**Text provided**

*** Begin section ***

“It’s a journey,” shares nurse Carole Swain as she talks about Natividad Medical Center’s efforts to become a Baby-Friendly hospital. Swain initiated the journey more than 20 years ago when the World Health Organization (WHO) and UNICEF published a landmark declaration in support of breastfeeding.
“My big thing is the health of the community,” continues Swain. “Breastfeeding is the first step to healthy children, and the beginning of a lifetime of healthy eating.”
Natividad Medical Center is located in the Salinas Valley of California, the center of Monterey County’s $3.8 billion vegetable and fruit industry, where more than 70,000 people work in the fields. One of 17 safety-net hospitals in the state, Natividad Medical Center provides essential hospital services to 80 percent of the community’s uninsured and underinsured.

*** End section ***

**Tasks**
[a] Return the passage from the Natividad Medical Center text between "Natividad Medical Center is" and "uninsured and underinsured.", inclusive.
[b] Write the next part of the text on Natividad Medical Center's path to Baby-Friendly status, picking up after its last sentence.
Nothing in the records is needed to work with this text.

**Exercise data**

*** Begin section ***

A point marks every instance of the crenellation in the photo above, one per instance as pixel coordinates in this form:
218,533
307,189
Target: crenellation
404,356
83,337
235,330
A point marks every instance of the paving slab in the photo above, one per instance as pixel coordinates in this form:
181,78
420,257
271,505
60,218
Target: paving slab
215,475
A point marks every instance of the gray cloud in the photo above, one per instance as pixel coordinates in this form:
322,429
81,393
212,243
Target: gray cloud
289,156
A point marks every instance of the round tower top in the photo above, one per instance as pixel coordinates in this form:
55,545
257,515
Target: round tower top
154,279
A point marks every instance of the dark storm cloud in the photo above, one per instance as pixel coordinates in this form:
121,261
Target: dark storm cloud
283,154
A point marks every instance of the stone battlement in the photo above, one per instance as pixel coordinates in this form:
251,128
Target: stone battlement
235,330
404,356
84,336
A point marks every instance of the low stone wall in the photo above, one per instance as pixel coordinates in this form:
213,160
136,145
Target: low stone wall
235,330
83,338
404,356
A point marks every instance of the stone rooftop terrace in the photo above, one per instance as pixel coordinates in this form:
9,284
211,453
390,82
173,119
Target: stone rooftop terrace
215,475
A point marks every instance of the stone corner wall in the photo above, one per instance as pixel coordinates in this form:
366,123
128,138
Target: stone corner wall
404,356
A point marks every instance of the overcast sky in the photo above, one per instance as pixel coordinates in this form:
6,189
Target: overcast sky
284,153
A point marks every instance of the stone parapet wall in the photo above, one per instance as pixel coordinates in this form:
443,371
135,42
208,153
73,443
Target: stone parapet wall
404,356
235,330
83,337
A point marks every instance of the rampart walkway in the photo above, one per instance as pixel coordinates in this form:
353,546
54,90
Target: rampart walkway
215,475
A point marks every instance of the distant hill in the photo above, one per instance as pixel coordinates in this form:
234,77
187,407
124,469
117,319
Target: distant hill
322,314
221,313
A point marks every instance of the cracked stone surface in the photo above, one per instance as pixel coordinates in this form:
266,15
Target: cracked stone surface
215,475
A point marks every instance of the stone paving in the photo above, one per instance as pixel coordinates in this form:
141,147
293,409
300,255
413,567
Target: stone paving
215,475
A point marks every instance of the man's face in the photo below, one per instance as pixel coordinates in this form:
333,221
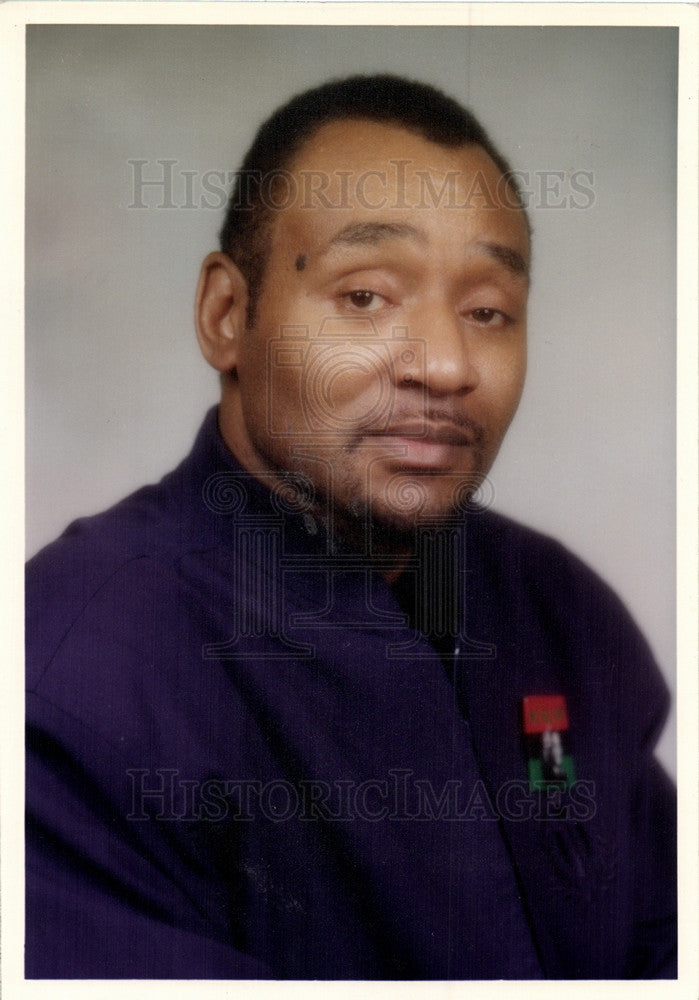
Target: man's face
387,354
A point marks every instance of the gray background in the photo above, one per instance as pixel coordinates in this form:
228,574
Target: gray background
115,385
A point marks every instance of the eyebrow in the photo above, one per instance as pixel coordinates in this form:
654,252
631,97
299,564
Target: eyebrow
510,258
372,233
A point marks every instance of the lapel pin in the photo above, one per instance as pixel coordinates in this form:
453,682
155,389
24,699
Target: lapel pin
546,737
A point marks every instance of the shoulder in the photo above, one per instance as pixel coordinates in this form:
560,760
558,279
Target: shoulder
554,608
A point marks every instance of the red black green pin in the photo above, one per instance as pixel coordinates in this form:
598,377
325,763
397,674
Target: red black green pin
546,737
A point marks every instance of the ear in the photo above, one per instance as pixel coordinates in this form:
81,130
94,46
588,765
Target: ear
220,311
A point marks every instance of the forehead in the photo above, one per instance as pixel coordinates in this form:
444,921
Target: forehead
358,169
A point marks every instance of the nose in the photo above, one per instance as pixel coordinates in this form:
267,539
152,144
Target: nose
445,360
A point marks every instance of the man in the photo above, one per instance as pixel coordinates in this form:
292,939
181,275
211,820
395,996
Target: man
288,708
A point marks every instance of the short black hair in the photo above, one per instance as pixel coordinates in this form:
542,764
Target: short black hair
393,100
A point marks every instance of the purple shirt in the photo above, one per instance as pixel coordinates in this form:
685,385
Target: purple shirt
243,761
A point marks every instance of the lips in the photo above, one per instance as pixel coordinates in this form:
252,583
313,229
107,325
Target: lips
440,433
424,445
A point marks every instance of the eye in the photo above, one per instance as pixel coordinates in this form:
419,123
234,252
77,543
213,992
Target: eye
489,317
363,298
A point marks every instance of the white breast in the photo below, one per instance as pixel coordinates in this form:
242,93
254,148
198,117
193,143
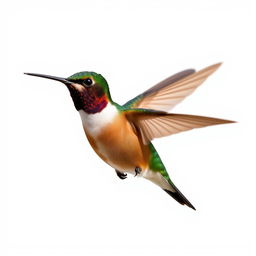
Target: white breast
93,123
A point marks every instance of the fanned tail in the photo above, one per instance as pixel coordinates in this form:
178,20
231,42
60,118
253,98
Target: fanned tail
179,197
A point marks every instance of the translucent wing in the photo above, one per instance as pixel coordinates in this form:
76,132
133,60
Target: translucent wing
165,95
159,124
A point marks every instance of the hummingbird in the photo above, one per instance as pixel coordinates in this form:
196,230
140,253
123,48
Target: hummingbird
122,135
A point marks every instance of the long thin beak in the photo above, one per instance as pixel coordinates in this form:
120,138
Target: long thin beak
60,79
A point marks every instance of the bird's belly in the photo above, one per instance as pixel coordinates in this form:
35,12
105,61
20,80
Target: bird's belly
119,146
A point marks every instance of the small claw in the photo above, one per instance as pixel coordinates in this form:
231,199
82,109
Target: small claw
121,175
137,171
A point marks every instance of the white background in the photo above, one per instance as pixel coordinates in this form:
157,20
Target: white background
60,198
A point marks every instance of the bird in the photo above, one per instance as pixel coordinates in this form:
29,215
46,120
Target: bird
122,135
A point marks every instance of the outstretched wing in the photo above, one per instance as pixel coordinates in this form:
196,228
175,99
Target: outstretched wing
156,124
171,91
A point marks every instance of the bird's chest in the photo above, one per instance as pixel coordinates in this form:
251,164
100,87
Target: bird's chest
113,139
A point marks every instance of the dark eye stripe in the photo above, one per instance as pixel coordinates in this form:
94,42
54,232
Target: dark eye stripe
87,82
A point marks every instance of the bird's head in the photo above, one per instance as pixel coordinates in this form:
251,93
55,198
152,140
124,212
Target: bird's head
88,90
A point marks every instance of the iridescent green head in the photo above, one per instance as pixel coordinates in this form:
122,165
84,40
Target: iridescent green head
88,90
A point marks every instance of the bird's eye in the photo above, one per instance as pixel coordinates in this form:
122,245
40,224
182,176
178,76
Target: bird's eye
88,82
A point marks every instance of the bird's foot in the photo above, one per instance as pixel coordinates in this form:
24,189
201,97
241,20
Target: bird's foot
121,175
137,171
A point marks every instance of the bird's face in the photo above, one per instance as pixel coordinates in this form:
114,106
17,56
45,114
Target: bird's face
88,90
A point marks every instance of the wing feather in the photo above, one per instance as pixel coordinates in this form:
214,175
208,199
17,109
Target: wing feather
159,124
165,95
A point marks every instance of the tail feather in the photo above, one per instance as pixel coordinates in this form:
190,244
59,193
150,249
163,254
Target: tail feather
179,197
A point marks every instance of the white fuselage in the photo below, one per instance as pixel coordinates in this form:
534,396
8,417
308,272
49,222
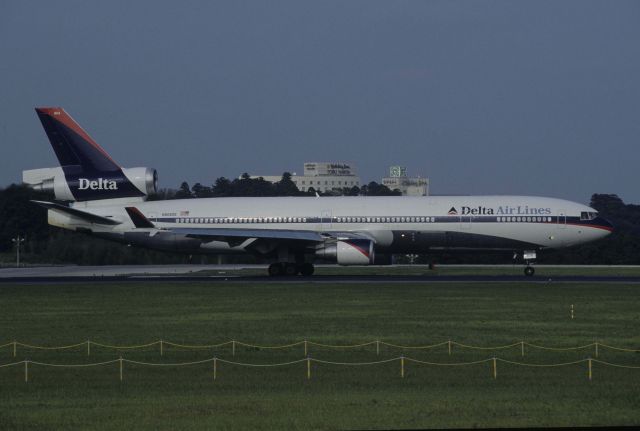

*** End section ***

**Responses to the tasks**
[a]
Natividad Medical Center is located in the Salinas Valley of California, the center of Monterey County’s $3.8 billion vegetable and fruit industry, where more than 70,000 people work in the fields. One of 17 safety-net hospitals in the state, Natividad Medical Center provides essential hospital services to 80 percent of the community’s uninsured and underinsured.

[b]
Community health and equity are drivers of change
“Obesity, diabetes, high blood pressure are huge issues in our community,” says Judith Lavoie, director (now retired) of Women’s and Children’s Services at Natividad Medical Center. “Our journey to become Baby-Friendly is about community health and equity.”
The Natividad Medical Center serves a unique patient population, with a large proportion of migrant farm workers and immigrants who speak limited English. More than 22 languages are spoken, which creates communication barriers. Additional challenges include overcoming women’s misconceptions that their breast milk will sour while working under the hot sun or that their colostrum (the thick substance that mothers produce initially) isn’t adequate nutrition for their babies.
“It was an ethical, moral and financial commitment to become Baby-Friendly,” says Linda Ford, CEO of Natividad Medical Foundation. Part of the financial commitment was the medical center no longer accepts infant formula donations, which equaled about $20,000 a year.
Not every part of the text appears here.